+++ Document segment +++

Chapter 7. PyTorch

In Chapters 6 and 5, you learned how convolutional and recurrent neural networks worked by implementing them from scratch. Nevertheless, while understanding how they work is necessary, that knowledge alone won’t get them to work on a real-world problem; for that, you need to be able to implement them in a high-performance library. We could devote an entire book to building a high-performance neural network library, but that would be a much different (or simply much longer) book, for a much different audience. Instead, we’ll devote this last chapter to introducing PyTorch, an increasingly popular neural network framework based on automatic differentiation, which we introduced at the beginning of Chapter 6.

+++ Entries shown +++

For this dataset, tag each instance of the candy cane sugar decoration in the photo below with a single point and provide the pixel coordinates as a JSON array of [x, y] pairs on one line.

+++
+++ Entries shown +++

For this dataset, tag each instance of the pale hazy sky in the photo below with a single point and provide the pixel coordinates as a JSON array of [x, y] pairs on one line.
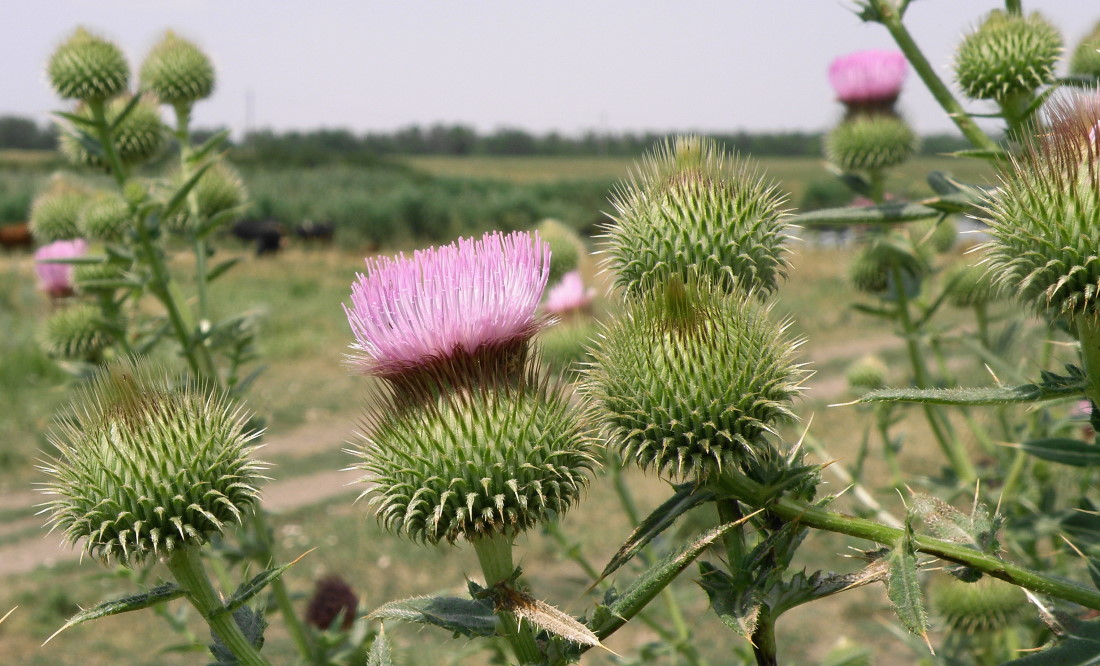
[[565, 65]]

+++

**Required actions:**
1) Answer these questions from the PyTorch chapter opening:
(a) Which chapters covered convolutional and recurrent neural networks?
(b) What is PyTorch based on?
(c) Where was that basis first introduced?
2) For each statement, answer yes or no based on the PyTorch chapter opening, and quote the words that decide it.
(a) Understanding how these networks work is enough to make them work on a real-world problem.
(b) This is the last chapter.
(c) PyTorch is described as a framework that is becoming less popular.
3) Reproduce the PyTorch chapter opening from "Chapter 7. PyTorch" up to and including "beginning of Chapter 6.".
The listing has no connection to the PyTorch chapter opening.

**Expected results:**
1)
(a) Chapters 6 and 5
(b) Automatic differentiation
(c) At the beginning of Chapter 6

2)
(a) No: "that knowledge alone won’t get them to work on a real-world problem"
(b) Yes: "we’ll devote this last chapter to introducing PyTorch"
(c) No: "an increasingly popular neural network framework"

3)
Chapter 7. PyTorch

In Chapters 6 and 5, you learned how convolutional and recurrent neural networks worked by implementing them from scratch. Nevertheless, while understanding how they work is necessary, that knowledge alone won’t get them to work on a real-world problem; for that, you need to be able to implement them in a high-performance library. We could devote an entire book to building a high-performance neural network library, but that would be a much different (or simply much longer) book, for a much different audience. Instead, we’ll devote this last chapter to introducing PyTorch, an increasingly popular neural network framework based on automatic differentiation, which we introduced at the beginning of Chapter 6.